** EXERCISES TO COMPLETE **
1. In the SMS article, reproduce word for word the passage starting at "European Communications" and ending at "for several years.".
2. Answer these from the SMS article:
(a) How many SMS messages does Gartner estimate were sent in Western Europe in 2006?
(b) Roughly what share of Africa's population has mobile phones?
(c) How many text messages does Deepak Natarajan predict will be sent in 2010?
3. According to the SMS article, why might SMS hurt the success of advanced messaging services? Answer in one to three sentences.
* start TEXT SHOWN *
European Communications
17 September, 2007 13:37 print this article email this article to a friend

SMS - A richer experience

Will the huge success of SMS be eclipsed by later generation services?  Not exactly, says Prisicilla Awde 

Virtually everybody does it every day because it’s a cheap, fast and an easy way to keep in touch and do business. No, we are not talking about making phone calls but sending SMS messages, which, after telephony, is the most successful and ubiquitous communications service ever. The big question is: is it threatened by next generation mobile instant messaging (IM), e-mail or multimedia messaging (MMS)? The consensus is that it is not, at least not for several years.
SMS may even have a negative impact on the success of advanced messaging services simply because it is integrated into all phones, is known, liked and used by millions who see little advantage in switching to more expensive, if media rich alternatives. Mobile phones are automatically set up for SMS, it works without data connections, is interoperable across networks/devices, is international and reliable.
In Western Europe alone, Gartner estimates that over 180 billion SMS messages were sent in 2006 and expects growth of over 20 per cent, reaching 210 billion in 2011. In developing countries where low incomes and high poverty levels favour cheap, easy to use devices/services, SMS is booming. In the last year India added six million mobile subscribers each month and growth in China is similar. In Africa roughly three per cent of the population have bank accounts but around 20 per cent have mobile phones.
SMS traffic is used for secure micro-payments and to share information in all sectors from agribusiness to health care, from fishing to financial services and political/entertainment elections. Expats use voice SMS for cheap international connections and it overcomes literacy/keypad barriers by providing a ‘talk/listen’ alternative to ‘type/read’.
Deepak Natarajan, Head of Marketing, Roamware predicts that over 2.3 trillion text messages will be sent in 2010: “SMS is alive, kicking and thriving and the vast majority of the global population is interested in it. Operators have a huge incentive to continue supporting SMS because many organisations use it as a communications channel. New sticky applications/features make people reluctant to change.
“Low cost handsets have produced a revolution in communications, but the next step needs cheap, available, easy to use next generation devices. Within ten years there will be a big growth in MMS and mobile IM but prices are not being lowered sufficiently across the board to motivate users to move away from SMS.”
* end TEXT SHOWN *
* start DATA SECTION *
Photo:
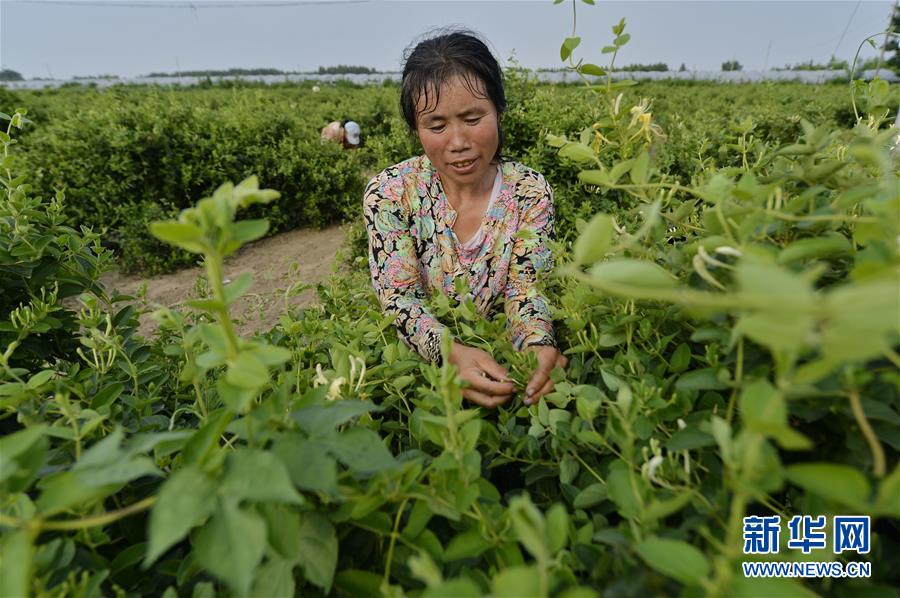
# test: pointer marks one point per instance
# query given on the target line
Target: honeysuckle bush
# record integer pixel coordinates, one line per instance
(135, 154)
(732, 336)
* end DATA SECTION *
** WORKED SOLUTIONS **
1.
European Communications
17 September, 2007 13:37 print this article email this article to a friend

SMS - A richer experience

Will the huge success of SMS be eclipsed by later generation services?  Not exactly, says Prisicilla Awde 

Virtually everybody does it every day because it’s a cheap, fast and an easy way to keep in touch and do business. No, we are not talking about making phone calls but sending SMS messages, which, after telephony, is the most successful and ubiquitous communications service ever. The big question is: is it threatened by next generation mobile instant messaging (IM), e-mail or multimedia messaging (MMS)? The consensus is that it is not, at least not for several years.

2.
(a) Over 180 billion.
(b) Around 20 per cent.
(c) Over 2.3 trillion.

3. SMS is integrated into all phones and is known, liked and used by millions. These users see little advantage in switching to more expensive, if media-rich, alternatives.